Return every line of the entries below that contains the word "rings".

— Start of PROVIDED ENTRIES —

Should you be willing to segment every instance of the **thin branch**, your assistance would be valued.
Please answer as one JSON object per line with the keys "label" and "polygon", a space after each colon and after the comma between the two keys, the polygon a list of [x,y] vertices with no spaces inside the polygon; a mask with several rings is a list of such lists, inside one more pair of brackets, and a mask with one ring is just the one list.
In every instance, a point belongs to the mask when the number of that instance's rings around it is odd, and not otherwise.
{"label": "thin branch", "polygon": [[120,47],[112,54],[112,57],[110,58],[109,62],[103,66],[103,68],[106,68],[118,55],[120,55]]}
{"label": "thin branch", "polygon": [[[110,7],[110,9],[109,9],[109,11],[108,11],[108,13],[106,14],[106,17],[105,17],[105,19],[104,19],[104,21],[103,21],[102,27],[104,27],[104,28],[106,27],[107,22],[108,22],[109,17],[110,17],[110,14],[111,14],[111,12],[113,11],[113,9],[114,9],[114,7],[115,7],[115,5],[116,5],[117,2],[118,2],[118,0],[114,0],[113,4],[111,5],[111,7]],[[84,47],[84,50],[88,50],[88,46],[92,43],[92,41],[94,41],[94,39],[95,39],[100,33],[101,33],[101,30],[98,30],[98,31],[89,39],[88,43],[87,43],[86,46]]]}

— End of PROVIDED ENTRIES —

**RESULT OF THE TASK**
Please answer as one JSON object per line with the keys "label" and "polygon", a space after each colon and after the comma between the two keys, the polygon a list of [x,y] vertices with no spaces inside the polygon; a mask with several rings is a list of such lists, inside one more pair of brackets, and a mask with one ring is just the one list.
In every instance, a point belongs to the mask when the number of that instance's rings around it is odd, and not otherwise.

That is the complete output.